Text for analysis
In a movie that affectionately juxtaposes Dungeons & Dragons with Weekend at Bernie’s, Onward is really a story about yearning. Ian wants so much just to talk to his father, who died too early for him to have any real memories. He finds comfort in engaging in a one-sided telephone conversation his dad recorded on an old cassette tape. He’s driven, not because he misses his father, but because he’s never made memories with him at all. How do you miss someone you’ve never met?
There’s a whole list of father-son moments Ian wants to cross off, and he’s racing against the clock.
In some abstract way, so am I. For 28 years my father was in and out of my life. He was never truly gone, but when your parents divorce before you’re in the first grade, it’s easy to take the precious time you do spend with them for granted. There’s a disconnect, an empty space when you don’t see the person who is your father be affectionate toward the person who is your mother. Instead, I grew up playing Pokemon in the backseat of strange women’s cars whenever I had a weekend with pops.
I haven’t seen or heard from any of those women since my dad was admitted to the hospital. And out of nowhere, I’m also up against a ticking clock, wrestling with potentially imminent loss and there’s no magic spell I know of that can stop it.
Onward is a very good movie, easily one of Disney/Pixar’s best since 2017’s Coco. However, I found it missing the same majesty of Coco, a sweeping tale about the complexly woven world of art, culture, and family (it rendered me a blubbering mess by the time “Remember Me” is sung). Onward shares some of the same ideas as Coco, but the fantastical setting doesn’t imbue it with the same significance as Coco’s immersion in Mexican cultural tradition.
Pratt’s Barley is obsessed with the magical heritage the rest of the world has forgotten, and he’s dismissed as a kook by everyone else for trying to preserve that history. It’s an admirable character trait, but because it’s a history that 1) never existed, and 2) has never been subject to imperial erasure, it’s hard to be completely sold on Onward’s messages of cultural preservation.

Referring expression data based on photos
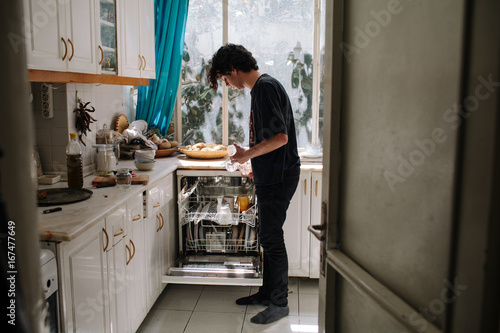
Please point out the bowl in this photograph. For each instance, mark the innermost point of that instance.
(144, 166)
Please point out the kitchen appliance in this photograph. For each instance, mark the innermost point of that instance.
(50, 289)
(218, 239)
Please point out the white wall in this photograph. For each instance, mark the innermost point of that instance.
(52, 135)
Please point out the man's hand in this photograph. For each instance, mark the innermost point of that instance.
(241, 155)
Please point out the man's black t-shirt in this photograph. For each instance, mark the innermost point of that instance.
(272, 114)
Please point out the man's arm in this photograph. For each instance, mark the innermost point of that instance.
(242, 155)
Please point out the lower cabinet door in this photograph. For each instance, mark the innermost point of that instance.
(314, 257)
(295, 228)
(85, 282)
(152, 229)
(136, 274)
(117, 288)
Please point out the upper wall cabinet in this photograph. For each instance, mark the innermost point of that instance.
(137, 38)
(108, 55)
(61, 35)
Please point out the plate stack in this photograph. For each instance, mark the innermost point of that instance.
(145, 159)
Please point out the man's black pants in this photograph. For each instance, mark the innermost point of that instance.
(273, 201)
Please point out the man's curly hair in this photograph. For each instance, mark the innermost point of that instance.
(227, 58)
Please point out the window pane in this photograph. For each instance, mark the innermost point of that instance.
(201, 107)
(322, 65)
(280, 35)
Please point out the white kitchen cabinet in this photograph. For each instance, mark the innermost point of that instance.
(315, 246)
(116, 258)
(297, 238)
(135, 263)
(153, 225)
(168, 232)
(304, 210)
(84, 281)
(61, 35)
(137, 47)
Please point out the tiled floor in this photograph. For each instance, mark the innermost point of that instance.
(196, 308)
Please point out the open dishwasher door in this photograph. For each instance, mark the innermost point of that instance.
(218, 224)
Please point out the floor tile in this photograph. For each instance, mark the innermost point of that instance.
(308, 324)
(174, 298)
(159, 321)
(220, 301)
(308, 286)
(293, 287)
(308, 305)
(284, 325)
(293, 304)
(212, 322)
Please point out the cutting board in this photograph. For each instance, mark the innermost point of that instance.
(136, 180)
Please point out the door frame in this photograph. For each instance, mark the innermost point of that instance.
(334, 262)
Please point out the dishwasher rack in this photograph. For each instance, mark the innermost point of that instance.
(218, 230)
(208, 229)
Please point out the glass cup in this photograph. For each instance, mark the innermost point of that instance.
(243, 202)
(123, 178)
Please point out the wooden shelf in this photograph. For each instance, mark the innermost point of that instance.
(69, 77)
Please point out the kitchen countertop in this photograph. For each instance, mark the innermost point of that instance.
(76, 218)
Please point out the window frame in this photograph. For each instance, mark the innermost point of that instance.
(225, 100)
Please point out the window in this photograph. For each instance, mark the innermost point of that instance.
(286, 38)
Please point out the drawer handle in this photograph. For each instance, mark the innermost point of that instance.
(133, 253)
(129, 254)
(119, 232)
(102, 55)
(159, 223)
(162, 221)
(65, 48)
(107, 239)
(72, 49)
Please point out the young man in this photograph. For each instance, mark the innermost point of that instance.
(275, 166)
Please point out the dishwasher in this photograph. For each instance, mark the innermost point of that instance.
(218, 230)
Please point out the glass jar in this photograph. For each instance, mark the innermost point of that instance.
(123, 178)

The task
Resume the review of Onward after its final sentence, carrying it forward in the same voice.

Task output
Thankfully, it’s in Onward’s emotional intimacy between two brothers and their father where the Pixar movie soars with some of the movie’s best. Stories about accepting family and never taking them for granted are Pixar’s sweet spot. (Toy Story, Finding Nemo, The Incredibles, Up...)
Seeing Dungeons & Dragons through the Disney filter is also a treat. Onward takes place in its own setting, but it borrows enough D&D elements wholesale that Wizards of the Coast gets a big shout out in the credits.
Even if you’ve never rolled a d20 you’ll still “get” the movie’s toying with expectations. The gritty tavern run by a mythical Manticore, where all adventures begin, is now basically an Applebee’s; fairies move in packs of biker gangs; our heroes' noble steed is a crumbling van; weapons are bought at seedy pawnshops; and the local high school mascot is, you guessed it, the Dragons. The fun of this is all the richer if you’ve slayed an owlbear or two, but it’s not necessary.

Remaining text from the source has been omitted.